[Point-per-instance localization data]
*** Begin section ***

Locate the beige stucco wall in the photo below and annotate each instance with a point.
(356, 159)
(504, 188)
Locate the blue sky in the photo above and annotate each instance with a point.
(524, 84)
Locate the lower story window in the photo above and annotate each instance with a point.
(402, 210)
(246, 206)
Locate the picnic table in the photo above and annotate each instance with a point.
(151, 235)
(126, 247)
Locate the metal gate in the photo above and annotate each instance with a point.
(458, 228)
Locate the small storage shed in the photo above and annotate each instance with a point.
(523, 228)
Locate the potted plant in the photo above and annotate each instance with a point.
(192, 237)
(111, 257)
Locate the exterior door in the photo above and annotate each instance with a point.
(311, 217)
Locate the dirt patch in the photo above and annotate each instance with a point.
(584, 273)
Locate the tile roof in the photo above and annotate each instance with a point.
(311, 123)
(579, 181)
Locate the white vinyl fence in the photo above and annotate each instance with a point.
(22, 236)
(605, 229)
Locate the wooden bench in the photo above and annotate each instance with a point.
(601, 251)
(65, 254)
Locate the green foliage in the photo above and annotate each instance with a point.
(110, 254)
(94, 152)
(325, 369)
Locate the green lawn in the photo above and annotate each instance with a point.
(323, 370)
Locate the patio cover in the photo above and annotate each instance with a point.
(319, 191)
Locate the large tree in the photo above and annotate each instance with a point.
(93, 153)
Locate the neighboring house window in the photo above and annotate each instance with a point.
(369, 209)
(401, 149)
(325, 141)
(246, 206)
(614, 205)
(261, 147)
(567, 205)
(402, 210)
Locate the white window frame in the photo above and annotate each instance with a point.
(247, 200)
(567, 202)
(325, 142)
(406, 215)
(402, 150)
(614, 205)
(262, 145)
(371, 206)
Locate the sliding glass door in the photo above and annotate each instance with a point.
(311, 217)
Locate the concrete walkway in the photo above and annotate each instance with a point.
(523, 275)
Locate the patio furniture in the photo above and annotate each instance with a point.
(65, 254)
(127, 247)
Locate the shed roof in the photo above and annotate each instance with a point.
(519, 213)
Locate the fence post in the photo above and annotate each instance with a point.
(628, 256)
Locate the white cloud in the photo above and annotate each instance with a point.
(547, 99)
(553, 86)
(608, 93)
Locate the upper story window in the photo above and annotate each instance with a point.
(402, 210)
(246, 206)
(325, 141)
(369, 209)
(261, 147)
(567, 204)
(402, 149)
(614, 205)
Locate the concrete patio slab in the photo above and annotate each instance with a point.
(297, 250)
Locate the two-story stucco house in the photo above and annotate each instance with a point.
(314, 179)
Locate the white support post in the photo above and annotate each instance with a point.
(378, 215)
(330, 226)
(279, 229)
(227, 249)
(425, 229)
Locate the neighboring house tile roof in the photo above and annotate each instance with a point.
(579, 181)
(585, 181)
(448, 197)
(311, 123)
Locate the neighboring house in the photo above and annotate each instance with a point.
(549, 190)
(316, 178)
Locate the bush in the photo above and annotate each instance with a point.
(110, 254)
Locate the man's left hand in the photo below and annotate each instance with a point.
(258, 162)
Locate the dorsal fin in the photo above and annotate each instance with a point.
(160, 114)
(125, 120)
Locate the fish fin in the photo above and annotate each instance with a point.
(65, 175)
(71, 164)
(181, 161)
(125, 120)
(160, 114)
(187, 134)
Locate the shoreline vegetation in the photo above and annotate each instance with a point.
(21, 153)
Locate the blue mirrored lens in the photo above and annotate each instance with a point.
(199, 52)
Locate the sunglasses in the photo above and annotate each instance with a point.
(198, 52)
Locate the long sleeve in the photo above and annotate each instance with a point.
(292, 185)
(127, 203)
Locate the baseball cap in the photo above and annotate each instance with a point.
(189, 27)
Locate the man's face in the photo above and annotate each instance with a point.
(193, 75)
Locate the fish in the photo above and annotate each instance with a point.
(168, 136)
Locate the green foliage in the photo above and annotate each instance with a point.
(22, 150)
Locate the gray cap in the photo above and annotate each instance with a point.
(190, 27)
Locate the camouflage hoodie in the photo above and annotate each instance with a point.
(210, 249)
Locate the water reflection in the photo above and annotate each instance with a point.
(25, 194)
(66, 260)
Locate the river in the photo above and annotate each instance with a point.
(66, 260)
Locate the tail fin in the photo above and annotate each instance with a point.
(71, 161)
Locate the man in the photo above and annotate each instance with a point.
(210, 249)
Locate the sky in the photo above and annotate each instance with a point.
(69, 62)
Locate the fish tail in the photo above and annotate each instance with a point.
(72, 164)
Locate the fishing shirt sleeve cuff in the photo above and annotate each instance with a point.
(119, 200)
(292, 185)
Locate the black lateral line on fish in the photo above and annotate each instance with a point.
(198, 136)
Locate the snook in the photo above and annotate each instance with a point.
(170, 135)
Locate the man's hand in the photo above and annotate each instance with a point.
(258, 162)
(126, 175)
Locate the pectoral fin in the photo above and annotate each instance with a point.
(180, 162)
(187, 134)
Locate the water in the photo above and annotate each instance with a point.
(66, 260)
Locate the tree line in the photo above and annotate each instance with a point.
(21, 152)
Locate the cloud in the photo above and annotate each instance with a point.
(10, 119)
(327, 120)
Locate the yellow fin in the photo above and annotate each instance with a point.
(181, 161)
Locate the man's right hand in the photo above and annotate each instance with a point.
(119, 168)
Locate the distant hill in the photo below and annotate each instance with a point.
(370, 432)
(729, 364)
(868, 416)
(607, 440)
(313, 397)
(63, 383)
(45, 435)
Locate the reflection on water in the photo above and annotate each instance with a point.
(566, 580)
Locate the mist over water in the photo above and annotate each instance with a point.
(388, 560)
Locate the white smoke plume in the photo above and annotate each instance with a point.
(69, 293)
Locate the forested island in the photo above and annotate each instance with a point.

*** End section ***

Retype the entries above exactly as they appear.

Locate the beige stucco wall in the photo below and annotate each instance with a point.
(356, 159)
(504, 188)
Locate the blue sky in the photo above and annotate each instance with a point.
(524, 84)
Locate the lower story window in the photo above and annotate each instance with a point.
(402, 210)
(246, 206)
Locate the picnic table in the photo above and annotate each instance with a point.
(151, 235)
(126, 247)
Locate the metal gate in the photo above and annotate each instance with a point.
(458, 228)
Locate the small storage shed in the photo above and annotate each instance with a point.
(523, 228)
Locate the potted plant in the photo above and annotate each instance with a point.
(192, 237)
(111, 257)
Locate the exterior door in the photo above and annotate each instance with a point.
(311, 217)
Locate the dirt patch in the photo above and annotate each instance with a point.
(584, 273)
Locate the tile roof in the photo above and annotate each instance with a point.
(311, 123)
(579, 181)
Locate the white vinyl fence in the photo above and annotate each instance with a point.
(22, 236)
(605, 229)
Locate the wooden bench in the photo above and annotate each instance with a point.
(601, 251)
(65, 254)
Locate the green foliage in the photo above and annotate each instance with a point.
(110, 254)
(94, 152)
(325, 369)
Locate the green lawn in the photo above and annotate each instance with a point.
(323, 370)
Locate the patio cover in the photo above and annotate each instance with a point.
(319, 191)
Locate the large tree in the photo above and annotate each instance with a point.
(93, 153)
Locate the neighboring house window in the photo above and annotate each instance with a point.
(369, 209)
(401, 149)
(325, 141)
(246, 206)
(614, 205)
(261, 147)
(567, 205)
(402, 210)
Locate the white window frame in the photo above and annotate each instance with a point.
(247, 200)
(567, 202)
(325, 142)
(406, 215)
(402, 150)
(614, 205)
(262, 145)
(371, 206)
Locate the sliding glass door in the photo above and annotate each instance with a point.
(311, 217)
Locate the concrete walkway in the photo above and annotate each instance with a point.
(523, 275)
Locate the patio furniture in the photo above and annotate each instance with a point.
(65, 254)
(127, 247)
Locate the shed roof in the photo above and annotate each instance with a point.
(519, 213)
Locate the fence post in the photo above and annotate each instance with a point.
(628, 256)
Locate the white cloud in the photo above and annotate each instance with a point.
(547, 99)
(553, 86)
(608, 93)
Locate the upper story window in the photo above and annotate each instance with a point.
(402, 210)
(246, 206)
(325, 141)
(369, 209)
(261, 147)
(567, 204)
(402, 149)
(614, 205)
Locate the concrete patio slab in the photo above and annotate each instance with a point.
(297, 250)
Locate the two-story stucco house in the photo above and annotate each instance with a point.
(314, 179)
Locate the white support post in the photo above and annotate each instance with a point.
(378, 215)
(330, 226)
(279, 229)
(227, 249)
(425, 229)
Locate the neighboring house tile roof in the photo above and annotate each instance with a point.
(579, 181)
(585, 181)
(448, 197)
(311, 123)
Locate the neighboring house in the photo above and annotate each instance with a point.
(549, 190)
(316, 178)
Locate the bush in the photo above and annotate each instance with a point.
(110, 254)
Locate the man's left hand in the photo below and annotate each instance with a point.
(258, 162)
Locate the dorsal fin in the photo above and annotate each instance with a point.
(160, 114)
(125, 120)
Locate the fish fin in the photo above and annotate each instance with a point.
(65, 175)
(71, 164)
(181, 161)
(125, 120)
(160, 114)
(187, 134)
Locate the shoreline vegetation in the photo above and annotate each instance with a point.
(21, 153)
Locate the blue mirrored lens in the photo above and annotate each instance with a point.
(199, 52)
Locate the sunglasses in the photo above and annotate each instance with a point.
(198, 52)
Locate the long sleeve in the photo above and annotate each instance with a point.
(292, 185)
(127, 203)
Locate the baseball cap in the photo above and annotate each instance with a point.
(189, 27)
Locate the man's face in the photo above and annotate each instance with a point.
(193, 75)
Locate the fish in the photo above and annotate each instance with a point.
(168, 136)
Locate the green foliage in the photo above and annotate each instance with a point.
(22, 150)
Locate the gray cap in the photo above and annotate each instance with a point.
(190, 27)
Locate the camouflage hoodie in the photo above and annotate each instance with a point.
(210, 249)
Locate the water reflection in the photo above and annotate each instance with a point.
(25, 194)
(66, 260)
Locate the river in the photo above and annotate each instance with a point.
(66, 260)
Locate the tail fin in the photo above and annotate each instance with a point.
(71, 161)
Locate the man in the photo above and annotate each instance with a point.
(210, 249)
Locate the sky in the photo above and annotate each instance with a point.
(69, 62)
Locate the fish tail in the photo above and annotate each instance with a point.
(72, 164)
Locate the fishing shirt sleeve cuff in the photo above and annotate each instance with a point.
(119, 200)
(292, 185)
Locate the black lateral line on fish in the photo above and annotate each instance with a point.
(198, 136)
Locate the snook in the photo above and annotate each instance with a point.
(170, 135)
Locate the man's hand in the photo above and annotate each instance with a point.
(258, 162)
(126, 175)
Locate the pectoral fin in the photo above and annotate each instance with a point.
(180, 162)
(187, 134)
Locate the water in the photo above and annotate each instance with a point.
(66, 260)
Locate the tree line in the photo above and annotate each instance with a point.
(21, 152)
Locate the cloud in the photo above and annotate each instance with a point.
(10, 119)
(327, 120)
Locate the yellow fin in the photo above and annotate each instance with a point.
(181, 161)
Locate the man's right hand in the photo above and annotate each instance with a point.
(119, 168)
Locate the distant hill in the photo below and annotate each instance with a point.
(370, 432)
(729, 364)
(868, 416)
(607, 440)
(313, 397)
(63, 383)
(45, 435)
Locate the reflection on water in the photo above and annotate each instance with a point.
(566, 580)
Locate the mist over water in the photo above and annotate each instance with a point.
(388, 560)
Locate the white smoke plume in the photo above and annotate each instance with a point.
(69, 293)
Locate the forested island in the photo above and annotate each instance with a point.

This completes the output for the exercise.